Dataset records
###

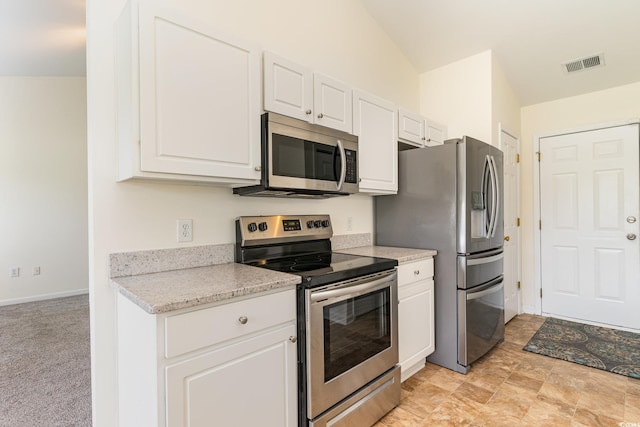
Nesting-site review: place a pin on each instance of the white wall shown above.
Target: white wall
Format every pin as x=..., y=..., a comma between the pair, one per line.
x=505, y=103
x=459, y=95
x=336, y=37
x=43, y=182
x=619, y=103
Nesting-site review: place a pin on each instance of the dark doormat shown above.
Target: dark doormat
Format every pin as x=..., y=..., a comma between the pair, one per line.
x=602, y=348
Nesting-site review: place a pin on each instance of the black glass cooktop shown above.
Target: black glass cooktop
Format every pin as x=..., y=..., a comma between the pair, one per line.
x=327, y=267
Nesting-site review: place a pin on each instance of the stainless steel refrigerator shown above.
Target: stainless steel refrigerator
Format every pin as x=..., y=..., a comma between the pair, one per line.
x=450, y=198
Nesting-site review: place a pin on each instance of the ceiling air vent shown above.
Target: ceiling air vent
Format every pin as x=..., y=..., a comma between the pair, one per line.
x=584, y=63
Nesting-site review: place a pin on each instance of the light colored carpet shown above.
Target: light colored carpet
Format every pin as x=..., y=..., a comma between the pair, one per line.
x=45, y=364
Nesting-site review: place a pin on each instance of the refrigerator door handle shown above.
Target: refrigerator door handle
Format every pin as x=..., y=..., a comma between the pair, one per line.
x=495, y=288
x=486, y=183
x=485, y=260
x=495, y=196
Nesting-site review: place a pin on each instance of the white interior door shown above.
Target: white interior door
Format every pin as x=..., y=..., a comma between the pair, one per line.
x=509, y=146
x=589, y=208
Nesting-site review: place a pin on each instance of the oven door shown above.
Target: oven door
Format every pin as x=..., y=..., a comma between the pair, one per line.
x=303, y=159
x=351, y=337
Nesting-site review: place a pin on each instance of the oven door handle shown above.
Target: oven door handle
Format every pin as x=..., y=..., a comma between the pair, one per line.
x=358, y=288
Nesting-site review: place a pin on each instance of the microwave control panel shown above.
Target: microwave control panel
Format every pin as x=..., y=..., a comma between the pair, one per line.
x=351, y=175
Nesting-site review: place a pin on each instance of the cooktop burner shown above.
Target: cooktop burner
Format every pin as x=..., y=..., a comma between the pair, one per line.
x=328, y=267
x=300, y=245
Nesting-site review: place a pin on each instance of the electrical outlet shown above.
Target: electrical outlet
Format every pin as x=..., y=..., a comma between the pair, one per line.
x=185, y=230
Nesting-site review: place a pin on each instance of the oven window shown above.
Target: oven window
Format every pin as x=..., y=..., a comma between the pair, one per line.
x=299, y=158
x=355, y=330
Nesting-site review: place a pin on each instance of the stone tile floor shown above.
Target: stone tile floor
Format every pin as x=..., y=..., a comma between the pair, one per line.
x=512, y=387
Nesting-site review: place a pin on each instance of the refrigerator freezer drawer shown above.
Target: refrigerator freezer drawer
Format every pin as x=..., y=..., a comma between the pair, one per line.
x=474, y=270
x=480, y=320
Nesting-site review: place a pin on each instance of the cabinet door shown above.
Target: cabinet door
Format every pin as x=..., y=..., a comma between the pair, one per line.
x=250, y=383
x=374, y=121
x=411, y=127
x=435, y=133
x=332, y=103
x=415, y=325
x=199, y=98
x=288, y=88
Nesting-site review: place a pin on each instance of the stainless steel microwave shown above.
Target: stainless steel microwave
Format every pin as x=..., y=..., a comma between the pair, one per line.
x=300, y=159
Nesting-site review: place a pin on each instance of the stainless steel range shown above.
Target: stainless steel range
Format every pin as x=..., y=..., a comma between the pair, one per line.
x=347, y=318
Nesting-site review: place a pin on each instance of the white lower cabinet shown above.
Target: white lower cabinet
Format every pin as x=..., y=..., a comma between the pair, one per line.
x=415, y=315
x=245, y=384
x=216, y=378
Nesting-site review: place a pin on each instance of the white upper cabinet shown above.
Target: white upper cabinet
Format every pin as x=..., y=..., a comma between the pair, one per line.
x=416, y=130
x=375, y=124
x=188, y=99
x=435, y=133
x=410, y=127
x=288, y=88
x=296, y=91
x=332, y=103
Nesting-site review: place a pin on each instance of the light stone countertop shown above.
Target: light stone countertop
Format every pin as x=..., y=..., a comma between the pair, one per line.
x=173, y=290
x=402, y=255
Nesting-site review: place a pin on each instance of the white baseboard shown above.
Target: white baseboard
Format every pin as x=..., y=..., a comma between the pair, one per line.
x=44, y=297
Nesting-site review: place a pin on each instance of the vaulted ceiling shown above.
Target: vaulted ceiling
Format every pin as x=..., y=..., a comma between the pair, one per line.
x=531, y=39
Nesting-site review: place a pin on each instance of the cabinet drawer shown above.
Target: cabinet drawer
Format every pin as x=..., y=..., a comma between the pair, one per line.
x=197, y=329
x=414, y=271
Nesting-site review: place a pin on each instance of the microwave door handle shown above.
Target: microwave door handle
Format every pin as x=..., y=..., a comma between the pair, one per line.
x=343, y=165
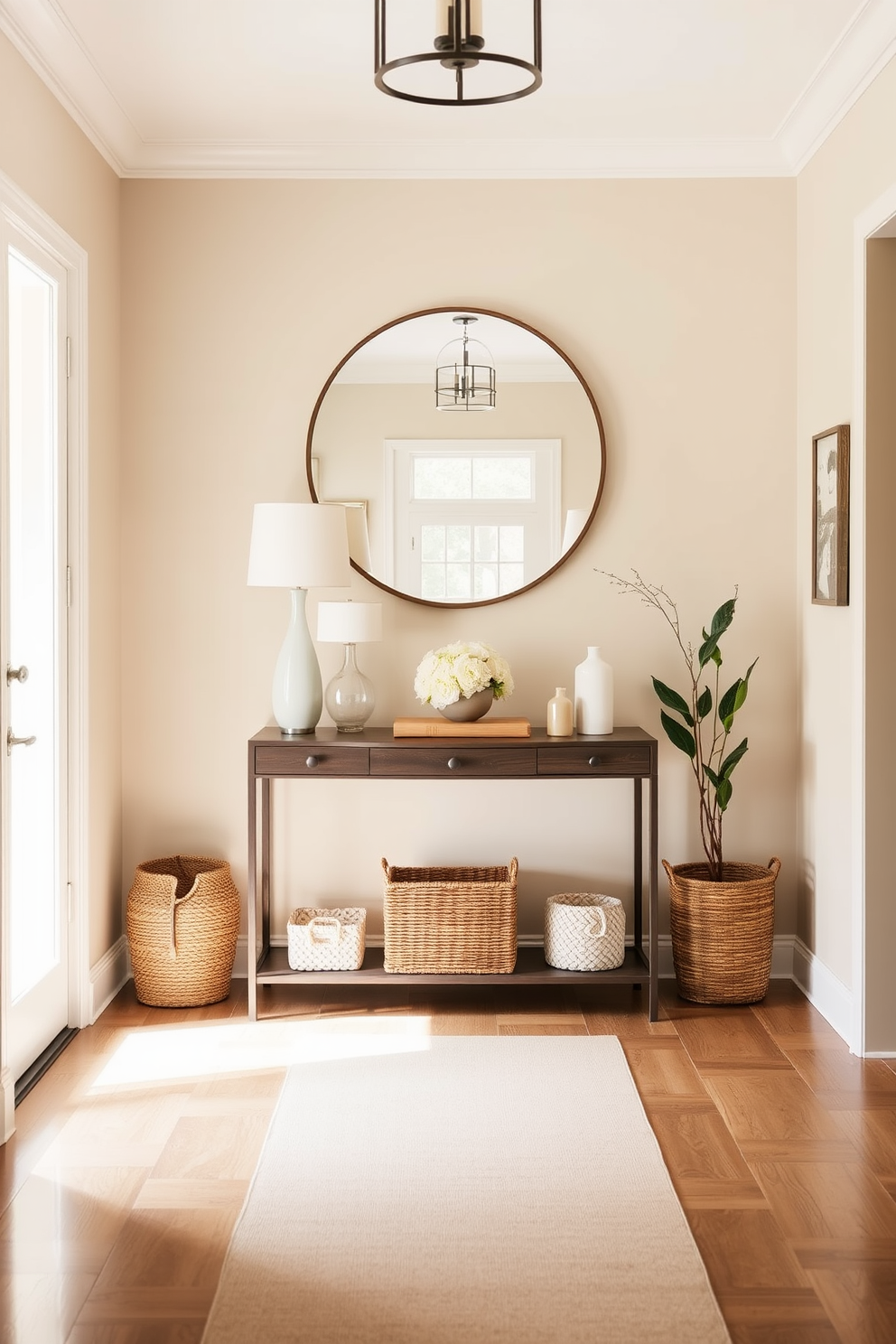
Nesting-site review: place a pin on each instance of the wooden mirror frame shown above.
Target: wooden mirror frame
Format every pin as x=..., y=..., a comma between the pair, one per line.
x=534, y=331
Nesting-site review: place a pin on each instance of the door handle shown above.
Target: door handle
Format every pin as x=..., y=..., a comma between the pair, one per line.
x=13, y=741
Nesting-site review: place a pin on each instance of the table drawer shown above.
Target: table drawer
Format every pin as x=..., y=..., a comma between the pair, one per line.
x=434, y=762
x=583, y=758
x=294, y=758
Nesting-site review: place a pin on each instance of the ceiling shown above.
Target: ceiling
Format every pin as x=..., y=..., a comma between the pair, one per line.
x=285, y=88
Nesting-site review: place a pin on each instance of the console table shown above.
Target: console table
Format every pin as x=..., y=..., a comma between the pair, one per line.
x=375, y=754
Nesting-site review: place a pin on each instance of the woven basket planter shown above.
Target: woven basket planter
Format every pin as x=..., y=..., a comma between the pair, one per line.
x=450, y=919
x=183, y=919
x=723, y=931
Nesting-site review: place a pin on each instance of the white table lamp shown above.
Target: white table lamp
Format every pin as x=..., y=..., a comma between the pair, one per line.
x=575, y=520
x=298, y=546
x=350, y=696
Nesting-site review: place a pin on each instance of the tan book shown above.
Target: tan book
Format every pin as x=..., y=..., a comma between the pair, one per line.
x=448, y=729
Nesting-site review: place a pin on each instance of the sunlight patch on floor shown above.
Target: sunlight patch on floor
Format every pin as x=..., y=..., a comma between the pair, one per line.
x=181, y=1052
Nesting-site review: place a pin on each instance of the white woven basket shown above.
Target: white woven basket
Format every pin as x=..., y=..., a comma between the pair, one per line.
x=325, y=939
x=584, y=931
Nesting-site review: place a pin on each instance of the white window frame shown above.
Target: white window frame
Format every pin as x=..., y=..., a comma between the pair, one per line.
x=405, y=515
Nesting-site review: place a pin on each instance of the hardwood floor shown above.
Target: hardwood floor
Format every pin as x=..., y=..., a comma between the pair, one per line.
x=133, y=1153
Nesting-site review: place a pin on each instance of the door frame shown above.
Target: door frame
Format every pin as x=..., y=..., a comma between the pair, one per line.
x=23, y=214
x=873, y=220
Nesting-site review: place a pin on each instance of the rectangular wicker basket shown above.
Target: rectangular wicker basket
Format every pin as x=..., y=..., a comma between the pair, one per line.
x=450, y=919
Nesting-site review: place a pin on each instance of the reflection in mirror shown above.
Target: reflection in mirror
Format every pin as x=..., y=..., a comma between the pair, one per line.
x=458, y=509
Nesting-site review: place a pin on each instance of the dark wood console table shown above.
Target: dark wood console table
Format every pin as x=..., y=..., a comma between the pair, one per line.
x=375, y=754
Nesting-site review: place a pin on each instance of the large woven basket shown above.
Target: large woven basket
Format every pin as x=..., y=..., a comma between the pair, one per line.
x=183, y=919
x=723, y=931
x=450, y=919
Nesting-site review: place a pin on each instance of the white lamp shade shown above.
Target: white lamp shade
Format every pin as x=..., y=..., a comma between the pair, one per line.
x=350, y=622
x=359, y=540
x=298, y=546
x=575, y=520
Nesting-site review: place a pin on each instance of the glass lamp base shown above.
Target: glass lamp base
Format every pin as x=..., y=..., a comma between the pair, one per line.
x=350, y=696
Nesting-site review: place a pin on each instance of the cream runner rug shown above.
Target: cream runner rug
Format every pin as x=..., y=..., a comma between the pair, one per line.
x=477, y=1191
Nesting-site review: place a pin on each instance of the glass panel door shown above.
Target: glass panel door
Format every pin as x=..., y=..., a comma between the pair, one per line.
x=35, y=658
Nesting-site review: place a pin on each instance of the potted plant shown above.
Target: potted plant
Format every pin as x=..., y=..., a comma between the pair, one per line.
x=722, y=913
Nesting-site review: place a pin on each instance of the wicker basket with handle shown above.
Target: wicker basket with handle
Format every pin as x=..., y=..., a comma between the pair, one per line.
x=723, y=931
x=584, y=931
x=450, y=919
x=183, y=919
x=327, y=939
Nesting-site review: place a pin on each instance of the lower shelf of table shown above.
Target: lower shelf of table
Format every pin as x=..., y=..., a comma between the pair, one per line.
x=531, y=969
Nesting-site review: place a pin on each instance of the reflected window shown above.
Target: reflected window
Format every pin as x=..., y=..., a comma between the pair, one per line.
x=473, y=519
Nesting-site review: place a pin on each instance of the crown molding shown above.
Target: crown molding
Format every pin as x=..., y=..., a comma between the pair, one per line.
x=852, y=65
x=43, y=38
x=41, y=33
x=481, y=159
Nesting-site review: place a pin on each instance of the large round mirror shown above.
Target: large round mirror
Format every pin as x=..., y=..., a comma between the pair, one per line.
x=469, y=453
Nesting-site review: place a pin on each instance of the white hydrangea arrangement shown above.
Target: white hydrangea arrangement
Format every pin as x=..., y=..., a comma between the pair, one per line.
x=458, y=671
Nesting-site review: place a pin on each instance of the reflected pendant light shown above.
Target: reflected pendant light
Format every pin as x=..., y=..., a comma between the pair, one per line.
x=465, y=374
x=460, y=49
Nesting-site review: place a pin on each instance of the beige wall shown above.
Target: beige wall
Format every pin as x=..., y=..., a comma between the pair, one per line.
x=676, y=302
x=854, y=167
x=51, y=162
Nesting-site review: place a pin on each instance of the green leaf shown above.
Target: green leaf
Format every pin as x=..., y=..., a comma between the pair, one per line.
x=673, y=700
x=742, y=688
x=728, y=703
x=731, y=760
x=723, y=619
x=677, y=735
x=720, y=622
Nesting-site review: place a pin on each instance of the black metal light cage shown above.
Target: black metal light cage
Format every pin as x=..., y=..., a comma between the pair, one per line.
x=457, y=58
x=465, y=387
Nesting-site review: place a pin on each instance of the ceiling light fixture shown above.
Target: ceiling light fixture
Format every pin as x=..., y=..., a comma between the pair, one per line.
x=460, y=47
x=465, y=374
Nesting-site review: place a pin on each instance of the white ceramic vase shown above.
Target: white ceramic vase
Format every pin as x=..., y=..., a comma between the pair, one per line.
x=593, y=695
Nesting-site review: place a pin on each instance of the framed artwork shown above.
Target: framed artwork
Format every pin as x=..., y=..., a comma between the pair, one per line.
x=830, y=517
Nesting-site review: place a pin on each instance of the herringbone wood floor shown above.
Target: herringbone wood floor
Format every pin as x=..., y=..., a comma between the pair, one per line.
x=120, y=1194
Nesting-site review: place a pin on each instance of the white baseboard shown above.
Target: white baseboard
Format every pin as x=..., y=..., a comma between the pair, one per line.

###

== What to do ==
Reproduce the stretch of the records from their beginning through the line containing "x=327, y=267", including that line. Omit the pictures from your reproduction.

== Expected answer ==
Nesting-site review: place a pin on each instance of the white wall shown above.
Target: white wall
Format every pin as x=..., y=..., a comma between the pair, one per line.
x=505, y=103
x=459, y=95
x=336, y=37
x=43, y=182
x=619, y=103
Nesting-site review: place a pin on each instance of the dark doormat shown above.
Target: dark doormat
Format every pin as x=..., y=..., a comma between the pair, one per line.
x=602, y=348
Nesting-site review: place a pin on each instance of the black glass cooktop shown above.
Target: black glass cooktop
Format every pin as x=..., y=..., a comma between the pair, one per line.
x=327, y=267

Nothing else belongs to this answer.